▸ **Selected passage**:

== Segment start ==

This past Thursday, we participated in a conversation about 5G at the invitation of our partners at CTIA. They work to keep us informed on what's happening in the rapidly advancing world of tech. CTIA convened what turned out to be a robust discussion on the current state of tech progression. We participated via livestream video as panelists talked about spectrum, 5G, broadband, small cells and a lot more. This discussion was moderated by Mike Dano, editor-in-chief at Fierce Wireless along with two guests, Asha Keddy, Vice President and General Manager of Next Generation and Standards at Intel Corporation, Scott Bergman, Senior Vice President, Regulatory Affairs at CTIA.

== Segment end ==

[Stored entries]
== Segment start ==

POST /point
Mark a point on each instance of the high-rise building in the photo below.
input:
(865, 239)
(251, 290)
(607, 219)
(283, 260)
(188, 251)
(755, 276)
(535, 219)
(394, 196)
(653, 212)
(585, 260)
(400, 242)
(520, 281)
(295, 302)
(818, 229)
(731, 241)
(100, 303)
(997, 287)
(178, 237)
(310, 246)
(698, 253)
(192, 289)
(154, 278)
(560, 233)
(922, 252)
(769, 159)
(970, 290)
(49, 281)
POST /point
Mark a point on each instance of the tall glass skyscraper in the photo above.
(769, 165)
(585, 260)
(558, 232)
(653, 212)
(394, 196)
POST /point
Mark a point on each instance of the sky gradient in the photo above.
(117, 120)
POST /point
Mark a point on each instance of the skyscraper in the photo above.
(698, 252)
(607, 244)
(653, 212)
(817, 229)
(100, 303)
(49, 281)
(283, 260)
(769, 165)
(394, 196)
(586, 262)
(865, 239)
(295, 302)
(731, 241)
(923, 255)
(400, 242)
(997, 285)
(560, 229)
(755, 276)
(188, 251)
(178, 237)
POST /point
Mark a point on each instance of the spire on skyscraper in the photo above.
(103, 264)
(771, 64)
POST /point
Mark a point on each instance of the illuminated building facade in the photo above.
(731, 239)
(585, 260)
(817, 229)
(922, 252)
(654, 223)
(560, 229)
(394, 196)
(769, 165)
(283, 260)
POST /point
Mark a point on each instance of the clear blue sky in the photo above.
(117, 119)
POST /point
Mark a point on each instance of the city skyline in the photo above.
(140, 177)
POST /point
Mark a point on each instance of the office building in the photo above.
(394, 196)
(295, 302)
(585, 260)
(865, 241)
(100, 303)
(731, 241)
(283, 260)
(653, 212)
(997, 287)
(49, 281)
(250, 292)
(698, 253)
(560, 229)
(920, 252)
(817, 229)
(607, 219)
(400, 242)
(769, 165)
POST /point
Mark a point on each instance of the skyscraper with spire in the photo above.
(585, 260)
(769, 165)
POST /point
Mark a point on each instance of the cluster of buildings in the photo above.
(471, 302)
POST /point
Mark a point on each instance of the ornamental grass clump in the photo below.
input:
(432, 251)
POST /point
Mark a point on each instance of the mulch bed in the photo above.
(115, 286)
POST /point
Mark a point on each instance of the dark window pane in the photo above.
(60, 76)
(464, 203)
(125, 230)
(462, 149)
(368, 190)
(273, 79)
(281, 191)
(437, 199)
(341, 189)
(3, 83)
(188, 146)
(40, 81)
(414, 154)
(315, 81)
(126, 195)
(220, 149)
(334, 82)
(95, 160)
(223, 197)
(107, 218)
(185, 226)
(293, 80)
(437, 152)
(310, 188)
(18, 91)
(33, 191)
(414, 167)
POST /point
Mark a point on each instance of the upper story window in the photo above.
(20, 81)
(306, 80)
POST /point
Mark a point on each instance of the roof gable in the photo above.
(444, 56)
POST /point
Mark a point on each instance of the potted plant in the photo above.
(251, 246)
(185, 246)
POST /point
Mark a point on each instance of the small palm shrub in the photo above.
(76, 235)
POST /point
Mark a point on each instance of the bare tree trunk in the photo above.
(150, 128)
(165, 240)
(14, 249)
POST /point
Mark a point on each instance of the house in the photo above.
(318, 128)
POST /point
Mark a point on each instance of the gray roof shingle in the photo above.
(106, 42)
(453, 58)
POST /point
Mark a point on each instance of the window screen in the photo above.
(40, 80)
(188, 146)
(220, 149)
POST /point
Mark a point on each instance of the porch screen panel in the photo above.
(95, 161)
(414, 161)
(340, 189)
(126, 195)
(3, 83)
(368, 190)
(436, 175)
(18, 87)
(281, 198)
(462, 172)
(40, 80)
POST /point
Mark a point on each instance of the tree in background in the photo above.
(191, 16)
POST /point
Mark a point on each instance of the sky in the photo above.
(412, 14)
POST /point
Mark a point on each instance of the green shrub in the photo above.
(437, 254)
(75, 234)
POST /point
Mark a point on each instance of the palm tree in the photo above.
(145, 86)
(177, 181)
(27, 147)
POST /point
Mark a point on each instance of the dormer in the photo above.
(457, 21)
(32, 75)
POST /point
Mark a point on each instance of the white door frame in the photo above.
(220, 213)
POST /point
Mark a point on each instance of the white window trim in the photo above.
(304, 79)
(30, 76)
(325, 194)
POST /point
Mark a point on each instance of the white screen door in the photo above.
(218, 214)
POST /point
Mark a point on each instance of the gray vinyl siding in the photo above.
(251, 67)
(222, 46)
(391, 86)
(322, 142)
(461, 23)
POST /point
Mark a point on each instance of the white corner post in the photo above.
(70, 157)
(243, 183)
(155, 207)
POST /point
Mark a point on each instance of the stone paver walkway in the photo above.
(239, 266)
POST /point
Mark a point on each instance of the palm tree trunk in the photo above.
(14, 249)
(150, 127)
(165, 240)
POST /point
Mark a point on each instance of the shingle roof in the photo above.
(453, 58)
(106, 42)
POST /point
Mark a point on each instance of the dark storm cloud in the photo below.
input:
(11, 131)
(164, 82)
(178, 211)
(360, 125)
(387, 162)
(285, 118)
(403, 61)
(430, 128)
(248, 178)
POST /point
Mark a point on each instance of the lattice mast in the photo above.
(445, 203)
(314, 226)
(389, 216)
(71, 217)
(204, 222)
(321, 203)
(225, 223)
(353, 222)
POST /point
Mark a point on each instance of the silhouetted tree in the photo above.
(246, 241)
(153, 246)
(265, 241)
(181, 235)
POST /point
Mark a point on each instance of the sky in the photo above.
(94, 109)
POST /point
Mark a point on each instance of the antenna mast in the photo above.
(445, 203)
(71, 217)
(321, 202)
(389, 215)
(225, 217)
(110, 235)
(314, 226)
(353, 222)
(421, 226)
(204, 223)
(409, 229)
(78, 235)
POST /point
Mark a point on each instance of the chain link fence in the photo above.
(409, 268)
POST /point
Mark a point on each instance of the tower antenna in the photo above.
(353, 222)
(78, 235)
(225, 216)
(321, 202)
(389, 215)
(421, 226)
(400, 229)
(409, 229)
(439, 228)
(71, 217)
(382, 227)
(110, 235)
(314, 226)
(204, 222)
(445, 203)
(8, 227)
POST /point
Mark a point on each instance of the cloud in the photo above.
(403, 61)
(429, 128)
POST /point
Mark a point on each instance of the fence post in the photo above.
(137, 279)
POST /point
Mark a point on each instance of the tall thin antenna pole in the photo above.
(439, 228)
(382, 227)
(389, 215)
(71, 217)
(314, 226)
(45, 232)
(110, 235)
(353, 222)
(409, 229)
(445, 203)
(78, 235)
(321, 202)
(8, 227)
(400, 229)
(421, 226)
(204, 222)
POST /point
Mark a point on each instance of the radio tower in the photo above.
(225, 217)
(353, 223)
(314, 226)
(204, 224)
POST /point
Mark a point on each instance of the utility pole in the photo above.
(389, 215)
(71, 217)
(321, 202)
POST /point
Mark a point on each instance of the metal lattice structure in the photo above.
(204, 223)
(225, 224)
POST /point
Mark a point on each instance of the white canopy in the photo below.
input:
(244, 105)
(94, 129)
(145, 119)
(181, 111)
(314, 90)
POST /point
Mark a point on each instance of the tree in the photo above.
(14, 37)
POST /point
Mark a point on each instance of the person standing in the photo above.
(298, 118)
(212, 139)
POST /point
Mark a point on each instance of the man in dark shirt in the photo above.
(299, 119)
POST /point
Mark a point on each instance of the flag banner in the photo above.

== Segment end ==

▸ **Activity**: Reproduce the passage about the CTIA discussion on 5G above in full, word for word.

▸ **Result of the exercise**:
This past Thursday, we participated in a conversation about 5G at the invitation of our partners at CTIA. They work to keep us informed on what's happening in the rapidly advancing world of tech. CTIA convened what turned out to be a robust discussion on the current state of tech progression. We participated via livestream video as panelists talked about spectrum, 5G, broadband, small cells and a lot more. This discussion was moderated by Mike Dano, editor-in-chief at Fierce Wireless along with two guests, Asha Keddy, Vice President and General Manager of Next Generation and Standards at Intel Corporation, Scott Bergman, Senior Vice President, Regulatory Affairs at CTIA.